» **PROBLEM STATEMENT**: Turn each of the entries below into a numbered list of its lines, leaving out any blank lines.

» **SUPPLIED DATA**:

--- START ---

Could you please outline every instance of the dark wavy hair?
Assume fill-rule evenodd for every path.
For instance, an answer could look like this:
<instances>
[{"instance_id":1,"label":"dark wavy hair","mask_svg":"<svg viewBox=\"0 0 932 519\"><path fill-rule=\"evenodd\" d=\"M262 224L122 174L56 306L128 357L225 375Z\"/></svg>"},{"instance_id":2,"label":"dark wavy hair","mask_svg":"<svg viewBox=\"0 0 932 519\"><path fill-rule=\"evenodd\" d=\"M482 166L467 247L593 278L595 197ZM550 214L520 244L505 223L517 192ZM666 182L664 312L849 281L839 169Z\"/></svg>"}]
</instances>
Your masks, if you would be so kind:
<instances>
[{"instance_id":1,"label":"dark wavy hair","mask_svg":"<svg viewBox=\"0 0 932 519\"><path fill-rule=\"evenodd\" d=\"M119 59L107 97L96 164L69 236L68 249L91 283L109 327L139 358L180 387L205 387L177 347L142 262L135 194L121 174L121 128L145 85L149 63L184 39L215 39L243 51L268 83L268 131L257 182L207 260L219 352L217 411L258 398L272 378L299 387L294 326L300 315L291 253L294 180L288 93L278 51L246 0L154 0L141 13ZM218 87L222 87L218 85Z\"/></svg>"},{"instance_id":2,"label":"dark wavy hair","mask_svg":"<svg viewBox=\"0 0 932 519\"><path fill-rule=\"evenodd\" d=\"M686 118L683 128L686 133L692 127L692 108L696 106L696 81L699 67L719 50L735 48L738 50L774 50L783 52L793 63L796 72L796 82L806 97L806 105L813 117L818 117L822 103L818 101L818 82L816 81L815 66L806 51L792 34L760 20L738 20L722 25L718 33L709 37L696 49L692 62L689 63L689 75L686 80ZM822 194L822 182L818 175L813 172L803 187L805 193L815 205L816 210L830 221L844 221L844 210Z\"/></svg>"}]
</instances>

--- END ---

» **CORRECT RESPONSE**:
1. Could you please outline every instance of the dark wavy hair?
2. Assume fill-rule evenodd for every path.
3. For instance, an answer could look like this:
4. <instances>
5. [{"instance_id":1,"label":"dark wavy hair","mask_svg":"<svg viewBox=\"0 0 932 519\"><path fill-rule=\"evenodd\" d=\"M262 224L122 174L56 306L128 357L225 375Z\"/></svg>"},{"instance_id":2,"label":"dark wavy hair","mask_svg":"<svg viewBox=\"0 0 932 519\"><path fill-rule=\"evenodd\" d=\"M482 166L467 247L593 278L595 197ZM550 214L520 244L505 223L517 192ZM666 182L664 312L849 281L839 169Z\"/></svg>"}]
6. </instances>
7. Your masks, if you would be so kind:
8. <instances>
9. [{"instance_id":1,"label":"dark wavy hair","mask_svg":"<svg viewBox=\"0 0 932 519\"><path fill-rule=\"evenodd\" d=\"M119 59L107 97L96 164L69 236L68 249L91 283L109 327L139 358L180 387L205 387L177 347L142 262L135 194L121 174L121 128L145 85L149 63L184 39L215 39L243 51L268 83L268 131L257 182L207 260L219 352L217 411L258 398L272 378L299 387L294 326L300 315L291 253L294 180L288 93L278 51L246 0L154 0L141 13ZM218 87L222 87L218 85Z\"/></svg>"},{"instance_id":2,"label":"dark wavy hair","mask_svg":"<svg viewBox=\"0 0 932 519\"><path fill-rule=\"evenodd\" d=\"M686 118L683 128L686 133L692 127L692 108L696 106L696 81L699 67L719 50L735 48L738 50L774 50L783 52L793 63L796 72L796 82L806 97L806 105L813 117L818 117L822 103L818 101L818 82L816 81L815 66L806 51L792 34L760 20L738 20L722 25L718 33L709 37L696 49L692 62L689 63L689 75L686 80ZM822 194L822 182L818 175L813 172L803 187L805 193L815 205L816 210L830 221L844 221L844 210Z\"/></svg>"}]
10. </instances>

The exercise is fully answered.